= DATA LISTING =
..........
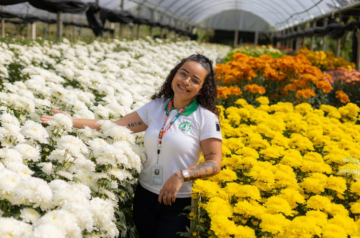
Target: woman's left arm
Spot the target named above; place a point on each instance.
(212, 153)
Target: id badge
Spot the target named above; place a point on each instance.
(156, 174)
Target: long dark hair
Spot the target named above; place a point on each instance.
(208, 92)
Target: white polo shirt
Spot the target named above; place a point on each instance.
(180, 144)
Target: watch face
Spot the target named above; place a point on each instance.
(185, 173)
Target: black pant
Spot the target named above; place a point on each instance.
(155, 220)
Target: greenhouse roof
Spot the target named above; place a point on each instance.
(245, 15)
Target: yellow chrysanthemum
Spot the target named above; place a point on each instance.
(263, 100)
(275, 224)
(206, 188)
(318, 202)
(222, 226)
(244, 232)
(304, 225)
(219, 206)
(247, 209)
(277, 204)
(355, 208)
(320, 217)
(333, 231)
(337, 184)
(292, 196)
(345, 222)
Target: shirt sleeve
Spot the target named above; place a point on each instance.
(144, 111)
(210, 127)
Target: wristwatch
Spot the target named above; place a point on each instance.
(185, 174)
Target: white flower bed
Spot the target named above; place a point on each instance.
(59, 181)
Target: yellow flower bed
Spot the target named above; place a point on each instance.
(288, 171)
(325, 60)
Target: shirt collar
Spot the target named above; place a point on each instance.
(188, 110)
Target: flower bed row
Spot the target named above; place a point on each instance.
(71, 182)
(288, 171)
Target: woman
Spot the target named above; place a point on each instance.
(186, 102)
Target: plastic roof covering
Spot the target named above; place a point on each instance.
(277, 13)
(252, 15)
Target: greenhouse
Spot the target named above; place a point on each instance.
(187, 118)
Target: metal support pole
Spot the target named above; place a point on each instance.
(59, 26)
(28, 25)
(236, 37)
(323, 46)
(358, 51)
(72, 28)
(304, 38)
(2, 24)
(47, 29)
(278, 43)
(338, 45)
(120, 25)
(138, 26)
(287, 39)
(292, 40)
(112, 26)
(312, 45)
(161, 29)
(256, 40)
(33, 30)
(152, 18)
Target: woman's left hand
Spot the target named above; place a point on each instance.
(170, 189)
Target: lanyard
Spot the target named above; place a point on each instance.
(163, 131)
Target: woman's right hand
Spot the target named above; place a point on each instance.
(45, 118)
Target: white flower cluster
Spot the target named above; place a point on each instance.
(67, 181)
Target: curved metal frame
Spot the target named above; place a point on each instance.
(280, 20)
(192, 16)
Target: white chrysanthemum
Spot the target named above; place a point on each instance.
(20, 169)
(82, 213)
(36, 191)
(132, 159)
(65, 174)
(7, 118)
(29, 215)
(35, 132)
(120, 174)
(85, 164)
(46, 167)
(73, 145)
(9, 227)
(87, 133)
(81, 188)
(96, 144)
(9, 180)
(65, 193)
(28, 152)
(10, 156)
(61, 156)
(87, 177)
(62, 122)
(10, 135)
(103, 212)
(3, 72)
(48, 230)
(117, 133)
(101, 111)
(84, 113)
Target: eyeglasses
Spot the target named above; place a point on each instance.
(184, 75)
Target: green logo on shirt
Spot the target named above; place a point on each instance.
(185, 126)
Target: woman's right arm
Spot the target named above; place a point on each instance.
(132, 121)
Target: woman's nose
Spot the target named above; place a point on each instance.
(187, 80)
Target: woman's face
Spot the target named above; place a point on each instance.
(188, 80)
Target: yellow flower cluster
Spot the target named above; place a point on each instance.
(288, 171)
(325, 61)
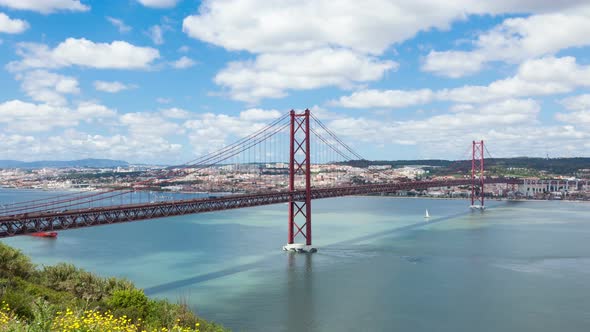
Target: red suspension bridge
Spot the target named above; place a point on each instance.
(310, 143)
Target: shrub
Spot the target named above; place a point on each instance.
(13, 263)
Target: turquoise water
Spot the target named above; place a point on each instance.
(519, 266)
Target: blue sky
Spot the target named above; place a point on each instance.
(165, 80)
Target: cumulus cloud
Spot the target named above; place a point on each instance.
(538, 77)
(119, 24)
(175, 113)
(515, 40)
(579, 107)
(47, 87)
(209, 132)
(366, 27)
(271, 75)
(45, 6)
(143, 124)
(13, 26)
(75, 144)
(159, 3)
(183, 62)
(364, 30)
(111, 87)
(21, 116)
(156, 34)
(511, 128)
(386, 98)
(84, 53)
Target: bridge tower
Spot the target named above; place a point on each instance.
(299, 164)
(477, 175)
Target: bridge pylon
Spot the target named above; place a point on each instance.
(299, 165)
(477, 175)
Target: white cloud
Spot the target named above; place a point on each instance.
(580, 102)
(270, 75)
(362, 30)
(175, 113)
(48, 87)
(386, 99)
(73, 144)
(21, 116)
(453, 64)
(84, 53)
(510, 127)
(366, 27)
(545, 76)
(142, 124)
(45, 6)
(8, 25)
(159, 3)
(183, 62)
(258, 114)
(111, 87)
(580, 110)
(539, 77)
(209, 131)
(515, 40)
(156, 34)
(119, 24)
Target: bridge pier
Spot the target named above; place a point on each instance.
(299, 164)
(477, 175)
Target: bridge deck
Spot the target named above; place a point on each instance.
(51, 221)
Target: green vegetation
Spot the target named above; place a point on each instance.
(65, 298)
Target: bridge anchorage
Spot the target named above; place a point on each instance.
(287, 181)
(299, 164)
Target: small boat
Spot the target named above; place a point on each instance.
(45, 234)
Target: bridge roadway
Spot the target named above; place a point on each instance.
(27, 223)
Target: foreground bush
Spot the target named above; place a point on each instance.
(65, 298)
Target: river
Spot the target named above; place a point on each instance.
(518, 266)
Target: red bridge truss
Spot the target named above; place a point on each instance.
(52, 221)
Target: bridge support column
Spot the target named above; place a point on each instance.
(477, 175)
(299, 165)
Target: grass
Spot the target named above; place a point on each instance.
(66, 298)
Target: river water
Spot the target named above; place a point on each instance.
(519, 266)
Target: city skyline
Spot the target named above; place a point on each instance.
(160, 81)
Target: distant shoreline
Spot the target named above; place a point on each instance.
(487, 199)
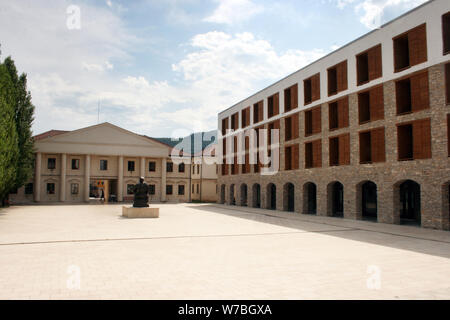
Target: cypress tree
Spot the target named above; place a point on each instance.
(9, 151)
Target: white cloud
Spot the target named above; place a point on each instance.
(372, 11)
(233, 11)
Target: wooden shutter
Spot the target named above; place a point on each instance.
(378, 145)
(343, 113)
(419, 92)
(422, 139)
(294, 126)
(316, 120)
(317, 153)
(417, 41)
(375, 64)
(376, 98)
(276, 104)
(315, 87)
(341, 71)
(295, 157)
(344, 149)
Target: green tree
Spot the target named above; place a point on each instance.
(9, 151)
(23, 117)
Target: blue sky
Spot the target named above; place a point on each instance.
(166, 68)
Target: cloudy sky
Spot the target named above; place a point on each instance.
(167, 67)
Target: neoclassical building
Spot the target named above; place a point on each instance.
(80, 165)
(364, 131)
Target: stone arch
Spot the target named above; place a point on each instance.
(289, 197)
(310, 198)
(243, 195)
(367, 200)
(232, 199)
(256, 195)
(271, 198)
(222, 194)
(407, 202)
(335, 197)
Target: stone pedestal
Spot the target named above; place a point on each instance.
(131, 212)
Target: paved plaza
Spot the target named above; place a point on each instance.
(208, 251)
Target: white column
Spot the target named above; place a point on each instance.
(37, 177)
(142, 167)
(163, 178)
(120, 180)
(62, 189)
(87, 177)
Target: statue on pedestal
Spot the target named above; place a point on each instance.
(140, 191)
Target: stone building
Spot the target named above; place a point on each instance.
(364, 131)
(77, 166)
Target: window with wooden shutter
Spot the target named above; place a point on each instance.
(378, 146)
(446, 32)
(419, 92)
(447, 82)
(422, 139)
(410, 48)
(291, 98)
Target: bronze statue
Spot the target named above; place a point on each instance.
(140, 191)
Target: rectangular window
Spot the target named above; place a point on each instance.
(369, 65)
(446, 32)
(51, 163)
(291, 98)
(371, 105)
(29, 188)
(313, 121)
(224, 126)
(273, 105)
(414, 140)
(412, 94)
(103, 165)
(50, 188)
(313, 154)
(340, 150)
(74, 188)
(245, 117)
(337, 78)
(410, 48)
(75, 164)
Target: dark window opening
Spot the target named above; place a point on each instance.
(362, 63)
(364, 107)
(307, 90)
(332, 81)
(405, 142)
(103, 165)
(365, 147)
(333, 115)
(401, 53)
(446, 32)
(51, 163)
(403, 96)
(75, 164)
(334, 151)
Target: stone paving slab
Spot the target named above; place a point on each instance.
..........
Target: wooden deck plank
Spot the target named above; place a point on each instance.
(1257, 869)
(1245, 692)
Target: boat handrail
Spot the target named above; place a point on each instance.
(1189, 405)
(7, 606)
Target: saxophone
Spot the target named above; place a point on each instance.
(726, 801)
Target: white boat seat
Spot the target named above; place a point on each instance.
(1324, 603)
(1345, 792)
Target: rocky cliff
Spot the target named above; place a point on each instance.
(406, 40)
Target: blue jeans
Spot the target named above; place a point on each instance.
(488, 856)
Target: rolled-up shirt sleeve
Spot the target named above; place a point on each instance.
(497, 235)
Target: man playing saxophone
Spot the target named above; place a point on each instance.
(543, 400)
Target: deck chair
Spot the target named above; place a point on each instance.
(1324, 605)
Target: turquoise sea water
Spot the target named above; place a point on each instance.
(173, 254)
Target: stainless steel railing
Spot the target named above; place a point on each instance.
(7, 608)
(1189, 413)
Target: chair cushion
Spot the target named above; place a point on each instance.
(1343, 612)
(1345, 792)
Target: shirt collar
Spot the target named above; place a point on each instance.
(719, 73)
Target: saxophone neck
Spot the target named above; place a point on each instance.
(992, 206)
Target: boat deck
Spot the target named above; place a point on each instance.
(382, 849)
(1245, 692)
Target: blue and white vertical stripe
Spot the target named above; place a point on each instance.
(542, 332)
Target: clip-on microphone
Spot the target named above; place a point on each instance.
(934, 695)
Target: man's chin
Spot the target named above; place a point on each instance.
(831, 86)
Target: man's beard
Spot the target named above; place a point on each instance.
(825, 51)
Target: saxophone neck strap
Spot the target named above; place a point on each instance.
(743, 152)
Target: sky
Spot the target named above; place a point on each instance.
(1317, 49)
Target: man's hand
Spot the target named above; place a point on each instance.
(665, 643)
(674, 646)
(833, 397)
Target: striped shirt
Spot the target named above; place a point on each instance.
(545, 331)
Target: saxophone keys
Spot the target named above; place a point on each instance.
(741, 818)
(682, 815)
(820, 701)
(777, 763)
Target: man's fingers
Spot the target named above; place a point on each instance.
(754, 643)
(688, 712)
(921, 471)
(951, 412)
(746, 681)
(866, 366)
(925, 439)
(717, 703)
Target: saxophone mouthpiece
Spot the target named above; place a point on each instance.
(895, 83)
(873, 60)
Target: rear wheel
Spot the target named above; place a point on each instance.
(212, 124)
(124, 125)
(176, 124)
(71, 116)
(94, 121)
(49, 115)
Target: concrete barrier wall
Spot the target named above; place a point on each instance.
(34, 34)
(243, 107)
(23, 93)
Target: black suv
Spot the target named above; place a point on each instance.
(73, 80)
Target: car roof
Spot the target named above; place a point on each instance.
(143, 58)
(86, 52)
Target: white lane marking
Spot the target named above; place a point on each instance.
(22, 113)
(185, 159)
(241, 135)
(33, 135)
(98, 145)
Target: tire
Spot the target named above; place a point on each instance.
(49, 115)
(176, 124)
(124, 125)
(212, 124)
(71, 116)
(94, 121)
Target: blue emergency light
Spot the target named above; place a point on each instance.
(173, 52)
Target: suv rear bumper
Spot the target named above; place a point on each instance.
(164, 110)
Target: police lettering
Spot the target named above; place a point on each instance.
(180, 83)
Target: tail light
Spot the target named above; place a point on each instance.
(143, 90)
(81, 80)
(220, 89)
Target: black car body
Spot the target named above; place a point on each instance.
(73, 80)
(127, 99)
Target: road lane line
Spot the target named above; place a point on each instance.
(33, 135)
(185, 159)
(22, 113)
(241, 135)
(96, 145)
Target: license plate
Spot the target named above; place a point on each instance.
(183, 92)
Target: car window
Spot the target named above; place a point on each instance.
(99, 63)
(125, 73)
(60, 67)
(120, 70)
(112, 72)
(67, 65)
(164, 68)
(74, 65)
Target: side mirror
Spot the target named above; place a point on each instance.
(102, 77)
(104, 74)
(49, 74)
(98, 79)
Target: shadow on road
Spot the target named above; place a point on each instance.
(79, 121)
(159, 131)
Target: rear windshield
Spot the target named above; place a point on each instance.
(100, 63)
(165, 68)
..........
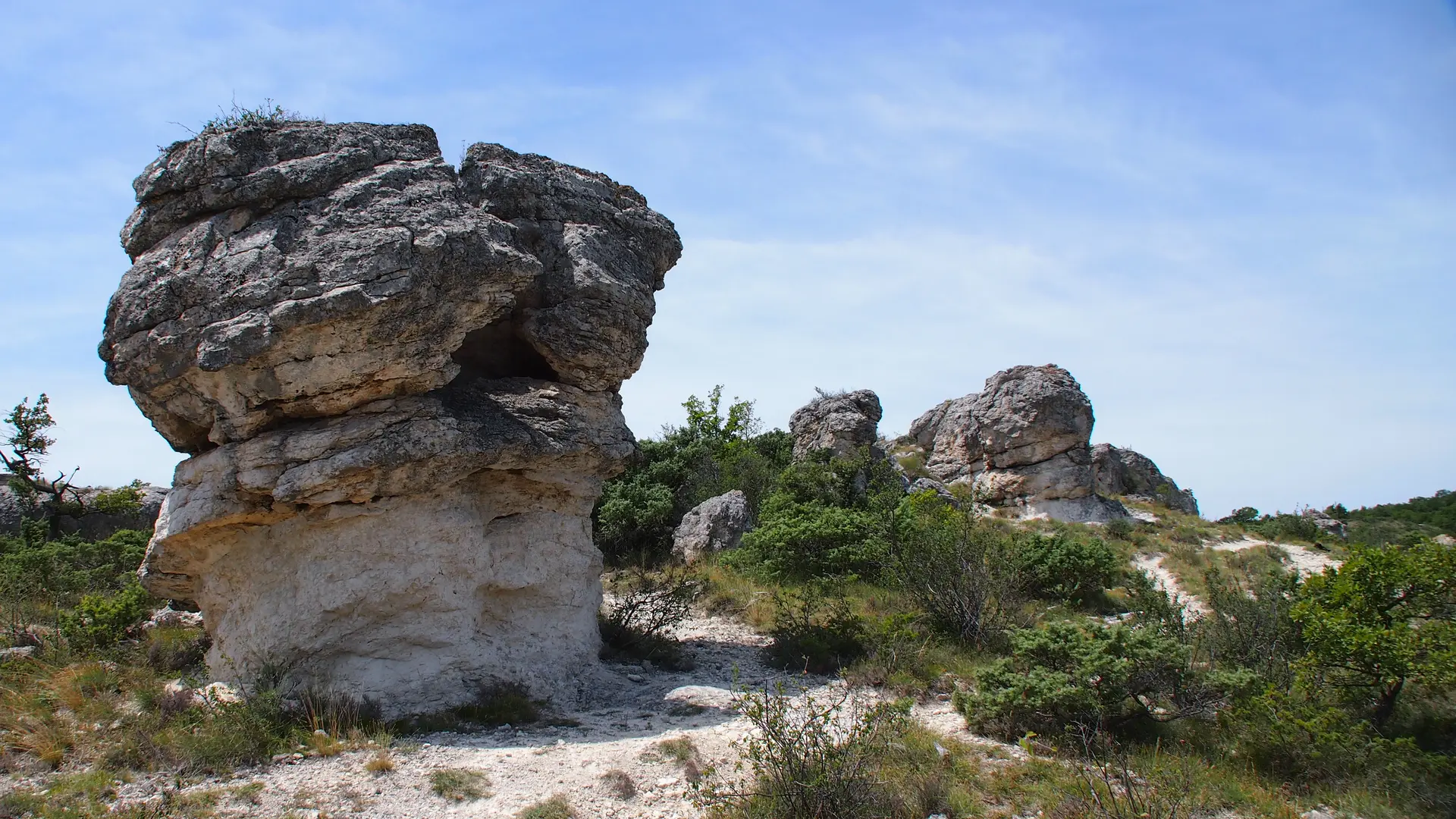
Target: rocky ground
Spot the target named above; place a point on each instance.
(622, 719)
..........
= EXERCISE DESCRIPTION =
For each line of the material that contains "left", return a copy.

= WRITTEN ANSWER =
Target: woman's left arm
Target: woman's left hand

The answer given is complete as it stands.